What to work on – Copy out all the items below with every "Identify" changed to "Locate" and nothing else altered, leaving out the pictures.

Records for processing –
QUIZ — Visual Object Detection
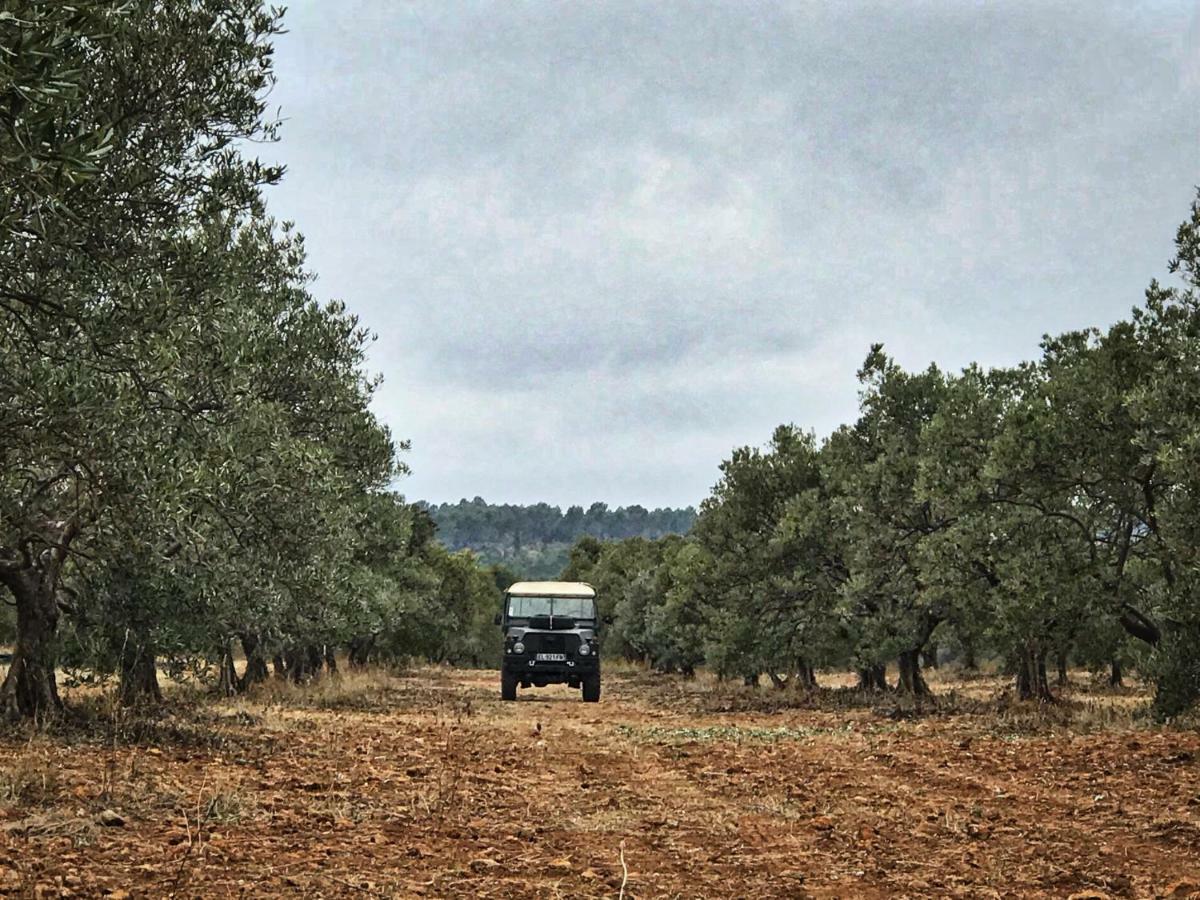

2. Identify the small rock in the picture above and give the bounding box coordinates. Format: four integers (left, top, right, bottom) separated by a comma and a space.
96, 809, 125, 828
1163, 878, 1200, 898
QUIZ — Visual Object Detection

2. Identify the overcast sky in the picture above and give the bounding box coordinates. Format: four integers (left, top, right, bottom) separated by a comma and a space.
264, 0, 1200, 506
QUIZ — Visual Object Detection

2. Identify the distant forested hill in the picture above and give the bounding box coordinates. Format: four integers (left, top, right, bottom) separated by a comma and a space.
426, 497, 696, 578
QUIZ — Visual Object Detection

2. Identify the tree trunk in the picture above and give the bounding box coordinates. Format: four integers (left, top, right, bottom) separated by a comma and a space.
305, 643, 325, 678
118, 631, 162, 707
217, 640, 238, 697
238, 632, 270, 691
1109, 658, 1124, 688
1016, 647, 1055, 703
349, 635, 376, 668
796, 658, 817, 690
896, 650, 930, 697
858, 665, 888, 691
0, 566, 62, 719
962, 637, 979, 672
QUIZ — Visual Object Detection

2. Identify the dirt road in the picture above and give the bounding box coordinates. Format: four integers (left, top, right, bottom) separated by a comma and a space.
0, 671, 1200, 898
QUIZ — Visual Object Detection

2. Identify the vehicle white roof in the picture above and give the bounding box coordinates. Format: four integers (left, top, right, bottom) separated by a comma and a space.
508, 581, 596, 598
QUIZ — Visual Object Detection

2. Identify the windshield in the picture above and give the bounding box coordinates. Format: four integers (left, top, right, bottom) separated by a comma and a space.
509, 596, 596, 619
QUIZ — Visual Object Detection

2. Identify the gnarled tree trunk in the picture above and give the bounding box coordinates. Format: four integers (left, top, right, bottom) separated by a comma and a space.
118, 634, 162, 707
858, 665, 888, 691
0, 571, 62, 719
217, 641, 238, 697
238, 631, 270, 691
896, 650, 930, 697
349, 635, 376, 668
1016, 646, 1055, 703
1109, 659, 1124, 688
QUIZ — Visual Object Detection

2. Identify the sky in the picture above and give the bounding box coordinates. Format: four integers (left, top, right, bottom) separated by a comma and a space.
259, 0, 1200, 506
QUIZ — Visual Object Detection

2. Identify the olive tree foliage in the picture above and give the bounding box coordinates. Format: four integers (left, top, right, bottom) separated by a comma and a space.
569, 194, 1200, 718
0, 0, 417, 715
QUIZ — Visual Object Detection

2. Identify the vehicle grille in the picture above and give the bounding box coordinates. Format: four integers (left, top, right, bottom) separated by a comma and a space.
524, 631, 580, 653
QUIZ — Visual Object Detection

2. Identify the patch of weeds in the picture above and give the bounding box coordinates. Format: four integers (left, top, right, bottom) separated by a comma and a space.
617, 722, 854, 744
0, 755, 64, 808
202, 788, 258, 824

Solution to the exercise –
QUIZ — Visual Object Detection

2. Locate the small rock in the picture above and give the bounding box coordinates. Format: four integers (left, top, right, bottom) separated by a comma and a space.
96, 809, 125, 828
1163, 878, 1200, 898
QUIZ — Visual Object Detection

2. Locate the overcast sky in the picture above and give the bounding box coordinates. Format: four integers (left, top, right, bottom) separated by a comma and a space.
264, 0, 1200, 506
QUIZ — Visual Object Detection

2. Locate the distant forested hill in the picture above and give the bounding box coordinates. Format: four integers (left, top, right, bottom) separated by a comma and a space.
426, 497, 696, 578
QUIZ — Visual Object Detection

2. Locate the tree trunk in the picture above and give the bounding box coordinates. Format: four integers (left, top, right, bottom) separated by a comma and a space.
305, 643, 325, 678
118, 631, 162, 707
217, 640, 238, 697
238, 632, 270, 691
1109, 658, 1124, 688
1016, 647, 1055, 703
349, 635, 376, 668
796, 658, 817, 690
896, 650, 930, 697
858, 665, 888, 691
0, 566, 62, 719
962, 637, 979, 672
QUIZ — Visual Object Detection

2. Locate the dirt road in the picture above and give the bounding box coordinates. Format: four integers (left, top, right, bottom) separated by a comma and a space.
0, 671, 1200, 898
QUIZ — Visual Object Detection

2. Locate the vehicle white roof in the picture above and give the bounding box coordinates. Format: four integers (left, top, right, bottom) separated by a comma and a space.
508, 581, 596, 598
QUIZ — Visual Object Detection

2. Locate the windshield in the picture above and give the bounding box coordinates. Format: four integers (left, top, right, bottom) separated by a comma and a space.
509, 596, 596, 619
QUIZ — Visual Object Detection

2. Locate the gnarled tree trunk in the picture above and give the bounding box coordinates. Format: four integers (left, top, right, bottom) separated by a comma and a space.
118, 634, 162, 707
858, 665, 888, 691
0, 571, 62, 719
217, 641, 238, 697
238, 631, 270, 691
896, 650, 930, 697
349, 635, 376, 668
1016, 646, 1055, 703
1109, 659, 1124, 688
QUIZ — Visual Object Detection

2. Locate the sky in the picture above and give the bounding box coordinates. Format: four integers (left, top, right, bottom) separated by a comma and a space.
259, 0, 1200, 506
QUIZ — Visual Object Detection

2. Locate the olive tree foliage in the picture above and give the bounding box coordinates. Format: four integers (left, top, right, bottom) separated by a comma and a space.
569, 194, 1200, 718
0, 0, 417, 715
QUIZ — Visual Object Detection

2. Locate the vehicle grille in the picture above and give the bounding box coordinates. Format: four integers (left, top, right, bottom) separated by a comma and a space.
524, 631, 580, 653
QUIZ — Visual Object Detection

2. Locate the patch of weeds in the picture above and give the bounding box coordinates. Format: four integers (left, top, right, bottom) separated by a comma and a space.
617, 722, 854, 744
0, 755, 64, 808
202, 788, 258, 824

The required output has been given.